§ WHAT IS BEING ASKED: In two sentences, summarize the overview of Temporal Self-Imitation Learning (TSIL).

§ DOCUMENT SEGMENT:

━━━━━━

- The paper introduces a novel approach using adaptive temporal targets and efficiency-weighted self-imitation replay to enhance learning speed and behavioral efficiency.
- The paper's methodology integrates on-policy PPO with an auxiliary replay buffer to outperform baseline methods on long-horizon robotic tasks.
- Empirical results on Meta-World benchmarks show that TSIL achieves high success rates, improved sample efficiency, and reduced episode completion times.
Temporal Self-Imitation Learning (TSIL) introduces a reinforcement learning (RL) framework structured to mine and leverage temporally efficient successful trajectories for robot manipulation. The motivation arises from observations that standard reward-shaped RL, even with dense rewards and success signals, can drive agents toward task completion without guaranteeing behavioral efficiency or robustness. Agents frequently discover rare efficient behaviors during training but tend to discard them in subsequent updates, particularly in long-horizon manipulation regimes characterized by reward distraction, distribution shift, or unstable optimization. The paper clearly distinguishes between mere task success and temporally efficient task completion as separate evaluative axes, positing temporal efficiency as an underutilized self-supervisory signal.
Methodological Innovations
TSIL is structured around two principal mechanisms: adaptive temporal targets and efficiency-weighted self-imitation.
- Configuration-Conditioned Adaptive Temporal Targets: Rather than imposing global timing constraints or penalizing per-step duration, TSIL maintains a per-configuration temporal target reflecting the fastest successful trajectory for each particular environment instantiation. This target is dynamically updated as faster behaviors emerge, conditioning both observations and reward structure. The temporal target acts not as a hard constraint but as an adaptive bias on the policy, shaping reinforcement toward faster solutions while preserving the incentive for task completion.
- Efficiency-Weighted Self-Imitation Replay: TSIL supplements on-policy PPO with a replay buffer that retains the top-k fastest successful trajectories for each configuration. Replay is trajectory-level, relabeled according to the latest temporal target, and weighted by completion speed. Imitation updates are gated by advantage gaps and prioritized by speed, as opposed to generic high-return replay which favors reward but may preserve suboptimal behavior.

━━━━━━

§ INFORMATION SHOWN:
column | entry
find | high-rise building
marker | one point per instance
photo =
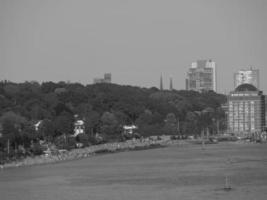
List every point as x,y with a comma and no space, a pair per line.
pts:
201,76
250,76
246,110
106,79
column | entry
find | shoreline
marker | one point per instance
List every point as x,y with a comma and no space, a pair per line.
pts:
74,154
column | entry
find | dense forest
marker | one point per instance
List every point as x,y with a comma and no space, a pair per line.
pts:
105,108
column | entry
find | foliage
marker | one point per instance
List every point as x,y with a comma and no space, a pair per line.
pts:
104,108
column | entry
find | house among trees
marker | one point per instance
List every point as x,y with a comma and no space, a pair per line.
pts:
129,130
78,127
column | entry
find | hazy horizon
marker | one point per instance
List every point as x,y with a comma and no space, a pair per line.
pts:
136,41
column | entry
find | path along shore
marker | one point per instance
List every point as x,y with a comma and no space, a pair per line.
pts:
92,150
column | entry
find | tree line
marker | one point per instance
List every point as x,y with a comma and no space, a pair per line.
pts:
105,108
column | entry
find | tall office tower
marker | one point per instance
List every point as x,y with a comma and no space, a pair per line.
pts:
107,77
201,76
246,110
161,83
250,76
171,86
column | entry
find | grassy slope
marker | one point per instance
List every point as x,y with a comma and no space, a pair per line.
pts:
184,172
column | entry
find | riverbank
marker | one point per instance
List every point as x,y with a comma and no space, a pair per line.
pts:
73,154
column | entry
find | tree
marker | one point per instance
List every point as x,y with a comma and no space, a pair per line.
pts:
46,129
170,124
64,123
109,125
12,125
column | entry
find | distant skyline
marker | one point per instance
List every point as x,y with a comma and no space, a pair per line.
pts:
137,41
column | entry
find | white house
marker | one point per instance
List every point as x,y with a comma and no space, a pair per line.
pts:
78,127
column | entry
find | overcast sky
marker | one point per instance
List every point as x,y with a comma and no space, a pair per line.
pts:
137,40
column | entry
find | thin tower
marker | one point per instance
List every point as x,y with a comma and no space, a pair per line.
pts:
161,82
171,88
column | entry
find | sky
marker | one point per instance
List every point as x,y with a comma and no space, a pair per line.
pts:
136,41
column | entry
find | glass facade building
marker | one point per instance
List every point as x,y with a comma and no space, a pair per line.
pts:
201,76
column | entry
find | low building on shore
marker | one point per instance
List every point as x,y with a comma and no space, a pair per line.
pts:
246,111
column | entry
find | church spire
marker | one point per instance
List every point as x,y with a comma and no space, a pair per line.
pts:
171,87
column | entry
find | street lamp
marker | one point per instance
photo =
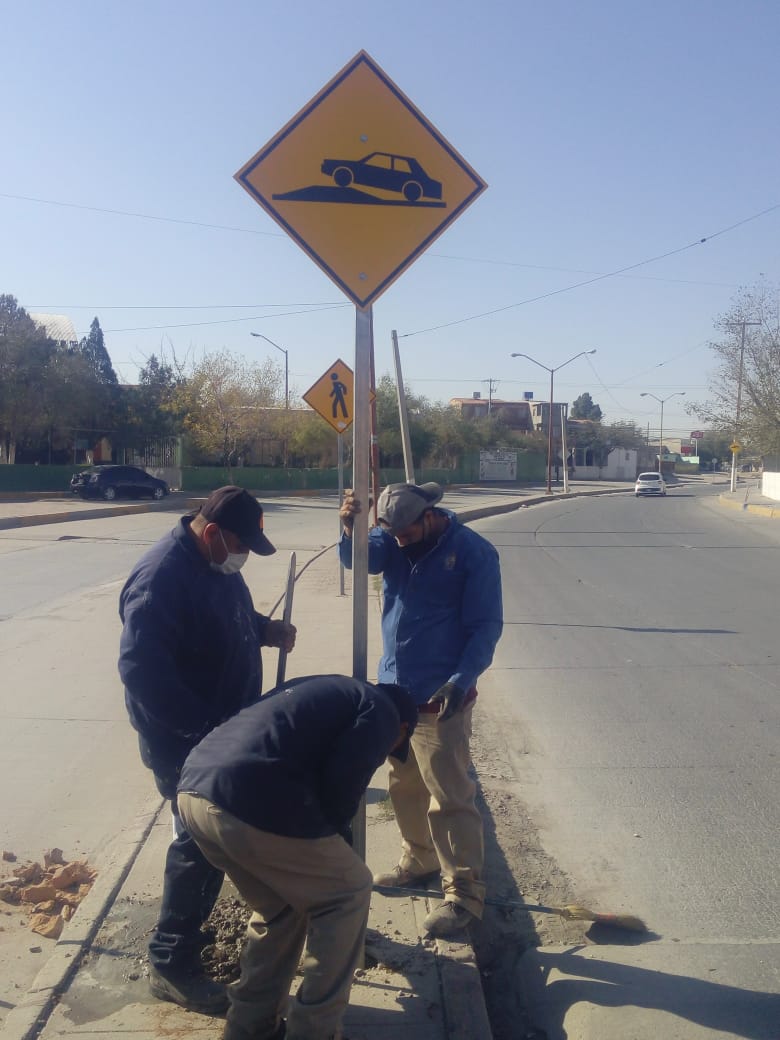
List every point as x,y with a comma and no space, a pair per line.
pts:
259,335
661,401
549,423
732,483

━━━━━━

§ SOLUTION: TSIL is a reinforcement learning framework for robot manipulation that mines and leverages temporally efficient successful trajectories, motivated by the observation that standard reward-shaped RL can reach task completion without guaranteeing efficiency and tends to discard rare efficient behaviors. It combines per-configuration adaptive temporal targets, which track the fastest successful trajectory and are updated as faster behaviors emerge, with an efficiency-weighted replay buffer that supplements on-policy PPO by retaining the top-k fastest successful trajectories per configuration.